Work required: Please pull out every line of the records below that contains the string "stone" and copy each one in full. Case counts when matching.

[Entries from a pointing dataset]
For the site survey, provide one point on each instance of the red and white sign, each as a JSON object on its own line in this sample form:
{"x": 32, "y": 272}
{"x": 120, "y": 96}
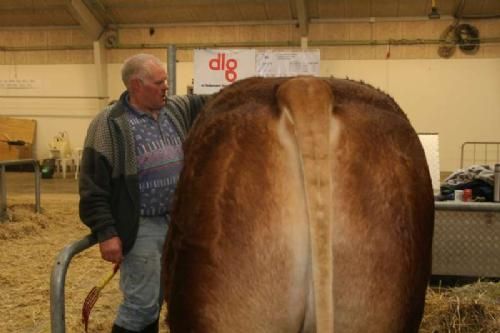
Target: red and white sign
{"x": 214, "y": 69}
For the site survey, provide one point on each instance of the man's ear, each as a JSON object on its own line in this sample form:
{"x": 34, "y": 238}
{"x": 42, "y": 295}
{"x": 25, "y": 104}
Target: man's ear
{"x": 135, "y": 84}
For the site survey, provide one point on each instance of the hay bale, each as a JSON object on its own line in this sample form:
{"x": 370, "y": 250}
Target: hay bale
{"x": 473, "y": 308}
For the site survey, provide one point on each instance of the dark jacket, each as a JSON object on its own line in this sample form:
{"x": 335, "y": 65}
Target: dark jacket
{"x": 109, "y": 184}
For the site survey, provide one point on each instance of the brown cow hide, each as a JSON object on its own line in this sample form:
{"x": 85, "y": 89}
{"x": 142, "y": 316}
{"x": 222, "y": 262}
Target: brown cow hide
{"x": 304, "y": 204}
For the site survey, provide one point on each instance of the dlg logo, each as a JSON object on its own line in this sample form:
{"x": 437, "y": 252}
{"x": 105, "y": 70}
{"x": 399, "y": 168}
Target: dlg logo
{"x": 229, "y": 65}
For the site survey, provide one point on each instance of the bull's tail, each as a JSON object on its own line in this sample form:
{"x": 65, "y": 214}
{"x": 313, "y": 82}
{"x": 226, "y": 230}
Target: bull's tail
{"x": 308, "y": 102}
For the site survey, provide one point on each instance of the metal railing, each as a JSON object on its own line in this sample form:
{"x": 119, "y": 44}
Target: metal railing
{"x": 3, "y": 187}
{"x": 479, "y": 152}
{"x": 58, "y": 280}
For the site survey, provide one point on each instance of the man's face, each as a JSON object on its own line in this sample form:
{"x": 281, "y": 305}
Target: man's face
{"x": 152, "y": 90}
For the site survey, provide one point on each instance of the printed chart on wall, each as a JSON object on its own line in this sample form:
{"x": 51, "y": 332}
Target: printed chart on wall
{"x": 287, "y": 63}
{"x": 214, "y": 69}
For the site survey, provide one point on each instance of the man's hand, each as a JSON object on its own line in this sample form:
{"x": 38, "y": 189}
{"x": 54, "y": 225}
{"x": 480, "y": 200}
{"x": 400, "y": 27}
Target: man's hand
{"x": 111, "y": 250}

--

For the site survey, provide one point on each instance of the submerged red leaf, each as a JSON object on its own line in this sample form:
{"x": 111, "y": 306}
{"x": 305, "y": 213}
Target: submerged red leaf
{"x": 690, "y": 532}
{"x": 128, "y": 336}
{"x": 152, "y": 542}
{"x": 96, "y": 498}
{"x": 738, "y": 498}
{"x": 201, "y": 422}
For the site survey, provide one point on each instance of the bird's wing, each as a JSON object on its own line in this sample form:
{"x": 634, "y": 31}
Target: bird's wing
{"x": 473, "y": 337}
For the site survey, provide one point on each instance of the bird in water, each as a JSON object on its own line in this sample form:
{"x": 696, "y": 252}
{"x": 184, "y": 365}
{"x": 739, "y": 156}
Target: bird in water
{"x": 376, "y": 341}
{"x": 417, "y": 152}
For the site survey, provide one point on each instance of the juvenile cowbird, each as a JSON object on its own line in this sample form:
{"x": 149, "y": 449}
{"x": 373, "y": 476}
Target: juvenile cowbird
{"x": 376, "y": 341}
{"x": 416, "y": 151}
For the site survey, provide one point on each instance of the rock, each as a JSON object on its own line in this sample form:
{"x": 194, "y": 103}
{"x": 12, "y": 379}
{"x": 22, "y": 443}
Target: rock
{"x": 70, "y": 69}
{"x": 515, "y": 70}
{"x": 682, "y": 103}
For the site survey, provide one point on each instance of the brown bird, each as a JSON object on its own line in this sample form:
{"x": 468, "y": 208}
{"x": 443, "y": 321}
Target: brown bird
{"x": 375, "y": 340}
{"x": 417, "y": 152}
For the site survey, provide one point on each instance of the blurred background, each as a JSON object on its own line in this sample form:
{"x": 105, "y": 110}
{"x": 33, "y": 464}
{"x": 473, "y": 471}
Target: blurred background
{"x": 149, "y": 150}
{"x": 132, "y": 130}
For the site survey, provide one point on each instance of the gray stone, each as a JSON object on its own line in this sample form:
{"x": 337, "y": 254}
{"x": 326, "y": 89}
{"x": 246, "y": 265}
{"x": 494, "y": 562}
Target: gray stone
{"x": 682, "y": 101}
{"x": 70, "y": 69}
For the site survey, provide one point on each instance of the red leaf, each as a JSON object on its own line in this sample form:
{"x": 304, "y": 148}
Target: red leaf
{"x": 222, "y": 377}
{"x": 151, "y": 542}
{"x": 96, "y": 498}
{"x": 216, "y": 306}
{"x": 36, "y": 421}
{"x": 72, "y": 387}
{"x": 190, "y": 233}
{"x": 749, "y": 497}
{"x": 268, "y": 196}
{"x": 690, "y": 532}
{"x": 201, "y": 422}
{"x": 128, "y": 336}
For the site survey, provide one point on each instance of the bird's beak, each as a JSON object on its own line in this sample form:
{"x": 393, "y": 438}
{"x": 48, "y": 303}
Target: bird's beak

---

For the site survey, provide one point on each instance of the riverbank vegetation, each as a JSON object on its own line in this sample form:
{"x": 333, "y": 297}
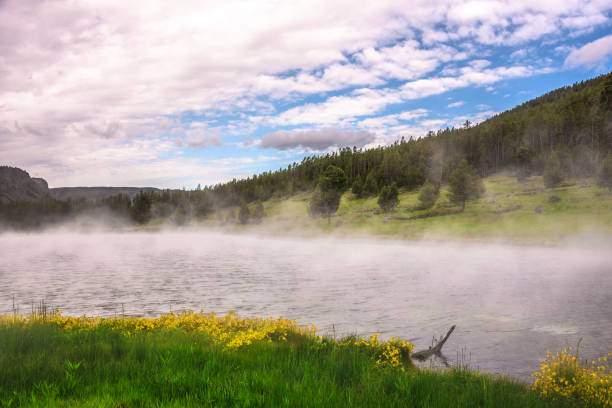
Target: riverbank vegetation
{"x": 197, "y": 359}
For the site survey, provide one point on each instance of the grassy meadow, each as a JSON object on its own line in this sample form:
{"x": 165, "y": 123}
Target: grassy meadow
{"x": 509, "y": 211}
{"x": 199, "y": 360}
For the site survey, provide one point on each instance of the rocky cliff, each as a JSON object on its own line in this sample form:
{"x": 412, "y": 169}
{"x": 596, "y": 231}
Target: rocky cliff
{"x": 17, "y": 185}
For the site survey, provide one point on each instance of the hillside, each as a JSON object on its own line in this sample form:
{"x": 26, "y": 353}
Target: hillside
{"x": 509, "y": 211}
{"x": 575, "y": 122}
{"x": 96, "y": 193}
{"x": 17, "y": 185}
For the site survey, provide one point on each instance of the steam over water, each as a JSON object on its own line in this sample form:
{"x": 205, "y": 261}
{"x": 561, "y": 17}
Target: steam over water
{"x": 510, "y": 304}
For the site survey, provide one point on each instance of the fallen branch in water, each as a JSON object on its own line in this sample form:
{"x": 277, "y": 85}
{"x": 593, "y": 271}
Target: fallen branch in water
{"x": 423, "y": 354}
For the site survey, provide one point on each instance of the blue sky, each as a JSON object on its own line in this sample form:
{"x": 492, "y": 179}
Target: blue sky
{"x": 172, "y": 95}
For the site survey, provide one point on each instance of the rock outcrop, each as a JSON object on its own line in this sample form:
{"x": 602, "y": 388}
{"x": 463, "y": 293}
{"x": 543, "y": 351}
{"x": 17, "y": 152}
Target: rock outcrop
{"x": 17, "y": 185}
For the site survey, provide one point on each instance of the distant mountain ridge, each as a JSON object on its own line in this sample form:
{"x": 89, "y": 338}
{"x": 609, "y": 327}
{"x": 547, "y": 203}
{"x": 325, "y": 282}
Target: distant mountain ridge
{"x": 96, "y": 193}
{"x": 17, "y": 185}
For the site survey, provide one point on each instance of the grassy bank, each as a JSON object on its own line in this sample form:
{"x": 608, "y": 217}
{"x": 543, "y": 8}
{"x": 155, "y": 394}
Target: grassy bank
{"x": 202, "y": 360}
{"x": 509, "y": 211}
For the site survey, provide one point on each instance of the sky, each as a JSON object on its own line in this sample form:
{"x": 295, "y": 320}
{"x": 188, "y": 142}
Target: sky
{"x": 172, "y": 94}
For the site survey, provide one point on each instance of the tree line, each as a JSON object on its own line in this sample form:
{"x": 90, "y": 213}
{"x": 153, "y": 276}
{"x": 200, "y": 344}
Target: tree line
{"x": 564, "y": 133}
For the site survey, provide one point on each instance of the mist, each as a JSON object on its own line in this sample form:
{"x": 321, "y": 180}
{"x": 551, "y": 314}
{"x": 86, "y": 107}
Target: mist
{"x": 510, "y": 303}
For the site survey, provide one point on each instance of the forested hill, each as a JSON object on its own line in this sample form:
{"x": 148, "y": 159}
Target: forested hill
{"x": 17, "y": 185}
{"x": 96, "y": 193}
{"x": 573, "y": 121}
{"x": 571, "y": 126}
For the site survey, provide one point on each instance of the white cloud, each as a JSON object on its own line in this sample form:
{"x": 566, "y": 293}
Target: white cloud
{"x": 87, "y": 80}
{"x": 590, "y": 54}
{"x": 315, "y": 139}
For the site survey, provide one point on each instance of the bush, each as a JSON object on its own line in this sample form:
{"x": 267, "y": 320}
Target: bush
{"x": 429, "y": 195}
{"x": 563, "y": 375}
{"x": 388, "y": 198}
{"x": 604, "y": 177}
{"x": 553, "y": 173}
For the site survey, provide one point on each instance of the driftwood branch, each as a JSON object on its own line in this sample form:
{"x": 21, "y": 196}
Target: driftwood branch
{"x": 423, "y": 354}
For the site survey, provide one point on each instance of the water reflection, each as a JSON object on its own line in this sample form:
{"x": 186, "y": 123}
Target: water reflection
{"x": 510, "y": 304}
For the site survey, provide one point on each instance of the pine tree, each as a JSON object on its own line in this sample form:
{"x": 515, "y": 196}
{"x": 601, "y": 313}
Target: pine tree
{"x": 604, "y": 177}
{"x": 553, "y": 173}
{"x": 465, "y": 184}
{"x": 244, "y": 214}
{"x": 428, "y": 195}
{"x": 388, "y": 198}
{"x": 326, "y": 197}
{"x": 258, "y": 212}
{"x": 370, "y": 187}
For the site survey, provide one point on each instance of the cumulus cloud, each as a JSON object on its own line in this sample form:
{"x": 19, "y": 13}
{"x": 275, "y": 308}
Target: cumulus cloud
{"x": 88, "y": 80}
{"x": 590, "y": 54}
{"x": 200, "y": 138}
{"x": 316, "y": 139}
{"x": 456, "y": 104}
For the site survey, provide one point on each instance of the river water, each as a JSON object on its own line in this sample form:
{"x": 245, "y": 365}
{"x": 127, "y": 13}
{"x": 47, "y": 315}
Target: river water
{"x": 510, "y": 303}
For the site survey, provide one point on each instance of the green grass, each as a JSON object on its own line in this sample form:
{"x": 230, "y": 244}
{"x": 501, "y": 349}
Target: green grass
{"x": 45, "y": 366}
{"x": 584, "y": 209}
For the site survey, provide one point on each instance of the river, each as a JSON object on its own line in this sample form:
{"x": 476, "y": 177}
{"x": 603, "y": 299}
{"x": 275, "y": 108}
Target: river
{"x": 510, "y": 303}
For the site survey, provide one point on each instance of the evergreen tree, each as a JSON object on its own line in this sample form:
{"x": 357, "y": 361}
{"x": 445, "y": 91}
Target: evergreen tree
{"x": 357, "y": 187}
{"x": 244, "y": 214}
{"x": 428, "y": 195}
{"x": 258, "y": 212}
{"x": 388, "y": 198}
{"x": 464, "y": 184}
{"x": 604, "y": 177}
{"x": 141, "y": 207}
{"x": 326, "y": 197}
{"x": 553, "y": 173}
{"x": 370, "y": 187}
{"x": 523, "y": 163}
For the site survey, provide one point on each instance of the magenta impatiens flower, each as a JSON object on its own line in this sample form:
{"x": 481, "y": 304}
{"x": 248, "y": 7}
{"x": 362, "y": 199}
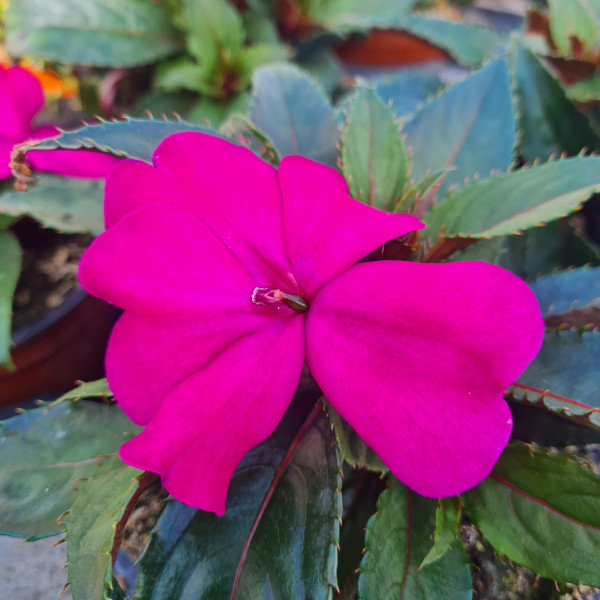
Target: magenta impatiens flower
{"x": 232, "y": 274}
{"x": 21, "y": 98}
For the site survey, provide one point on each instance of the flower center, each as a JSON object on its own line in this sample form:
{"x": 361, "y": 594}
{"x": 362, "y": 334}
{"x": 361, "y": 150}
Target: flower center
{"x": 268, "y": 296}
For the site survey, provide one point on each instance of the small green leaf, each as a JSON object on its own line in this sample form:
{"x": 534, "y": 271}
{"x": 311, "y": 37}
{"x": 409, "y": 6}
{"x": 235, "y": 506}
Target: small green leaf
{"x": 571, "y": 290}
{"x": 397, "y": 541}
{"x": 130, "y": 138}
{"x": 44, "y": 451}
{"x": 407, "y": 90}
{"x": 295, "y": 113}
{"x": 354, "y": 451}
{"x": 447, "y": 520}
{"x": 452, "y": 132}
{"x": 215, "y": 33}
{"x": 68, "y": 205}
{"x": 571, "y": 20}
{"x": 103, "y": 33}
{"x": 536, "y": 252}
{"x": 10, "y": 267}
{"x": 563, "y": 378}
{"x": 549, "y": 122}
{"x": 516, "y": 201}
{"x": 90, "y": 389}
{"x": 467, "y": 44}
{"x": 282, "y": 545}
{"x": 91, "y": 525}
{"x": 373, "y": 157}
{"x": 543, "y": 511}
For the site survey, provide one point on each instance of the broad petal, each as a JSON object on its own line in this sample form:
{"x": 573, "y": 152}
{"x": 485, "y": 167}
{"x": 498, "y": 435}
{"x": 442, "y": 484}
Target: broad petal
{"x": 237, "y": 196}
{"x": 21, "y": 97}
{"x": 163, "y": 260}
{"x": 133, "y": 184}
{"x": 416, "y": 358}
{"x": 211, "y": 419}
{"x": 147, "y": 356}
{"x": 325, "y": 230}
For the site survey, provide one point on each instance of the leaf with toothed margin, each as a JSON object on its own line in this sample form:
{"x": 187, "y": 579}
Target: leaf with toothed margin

Result for this exercise:
For the site survey, provide one point on each instance of the gray stone, each as a JSON object on its own line in this sample form:
Target: gray stone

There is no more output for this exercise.